→ **Short problem**: Lay out all of the entries below as a numbered list, leaving out any blank lines.

#### Record set

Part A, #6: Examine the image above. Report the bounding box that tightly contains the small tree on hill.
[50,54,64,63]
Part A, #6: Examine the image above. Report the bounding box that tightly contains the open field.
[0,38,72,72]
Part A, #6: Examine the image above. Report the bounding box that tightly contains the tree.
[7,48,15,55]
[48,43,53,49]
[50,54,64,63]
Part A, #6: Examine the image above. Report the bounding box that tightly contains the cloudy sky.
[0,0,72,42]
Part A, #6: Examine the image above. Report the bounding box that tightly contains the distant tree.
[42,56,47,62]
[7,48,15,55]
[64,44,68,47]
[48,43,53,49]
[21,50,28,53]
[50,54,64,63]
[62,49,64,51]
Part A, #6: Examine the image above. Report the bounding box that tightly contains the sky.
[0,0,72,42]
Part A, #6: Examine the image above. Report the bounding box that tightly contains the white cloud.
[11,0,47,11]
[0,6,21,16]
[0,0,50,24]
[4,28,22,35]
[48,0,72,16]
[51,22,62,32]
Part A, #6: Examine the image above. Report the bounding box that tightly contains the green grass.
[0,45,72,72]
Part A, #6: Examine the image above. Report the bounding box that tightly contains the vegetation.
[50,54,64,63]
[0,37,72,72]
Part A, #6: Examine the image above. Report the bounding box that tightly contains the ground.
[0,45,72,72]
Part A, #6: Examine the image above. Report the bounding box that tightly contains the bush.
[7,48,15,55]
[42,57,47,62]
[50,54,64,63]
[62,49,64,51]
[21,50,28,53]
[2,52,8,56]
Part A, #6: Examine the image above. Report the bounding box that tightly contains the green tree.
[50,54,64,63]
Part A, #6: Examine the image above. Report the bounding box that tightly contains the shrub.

########

→ **Worked answer**:
1. Part A, #6: Examine the image above. Report the bounding box that tightly contains the small tree on hill.
2. [50,54,64,63]
3. Part A, #6: Examine the image above. Report the bounding box that tightly contains the open field.
4. [0,38,72,72]
5. Part A, #6: Examine the image above. Report the bounding box that tightly contains the tree.
6. [7,48,15,55]
7. [48,43,53,49]
8. [50,54,64,63]
9. Part A, #6: Examine the image above. Report the bounding box that tightly contains the cloudy sky.
10. [0,0,72,42]
11. Part A, #6: Examine the image above. Report the bounding box that tightly contains the distant tree.
12. [42,56,47,62]
13. [7,48,15,55]
14. [64,44,68,47]
15. [48,43,53,49]
16. [21,50,28,53]
17. [50,54,64,63]
18. [62,49,64,51]
19. Part A, #6: Examine the image above. Report the bounding box that tightly contains the sky.
20. [0,0,72,42]
21. Part A, #6: Examine the image above. Report the bounding box that tightly contains the white cloud.
22. [11,0,47,11]
23. [0,6,21,16]
24. [0,0,50,24]
25. [4,28,22,35]
26. [48,0,72,16]
27. [51,22,62,32]
28. Part A, #6: Examine the image above. Report the bounding box that tightly contains the green grass.
29. [0,45,72,72]
30. Part A, #6: Examine the image above. Report the bounding box that tightly contains the vegetation.
31. [50,54,64,63]
32. [0,37,72,72]
33. Part A, #6: Examine the image above. Report the bounding box that tightly contains the ground.
34. [0,45,72,72]
35. Part A, #6: Examine the image above. Report the bounding box that tightly contains the bush.
36. [7,48,15,55]
37. [42,57,47,62]
38. [50,54,64,63]
39. [62,49,64,51]
40. [21,50,28,53]
41. [2,52,8,56]
42. Part A, #6: Examine the image above. Report the bounding box that tightly contains the green tree.
43. [50,54,64,63]
44. Part A, #6: Examine the image above. Report the bounding box that tightly contains the shrub.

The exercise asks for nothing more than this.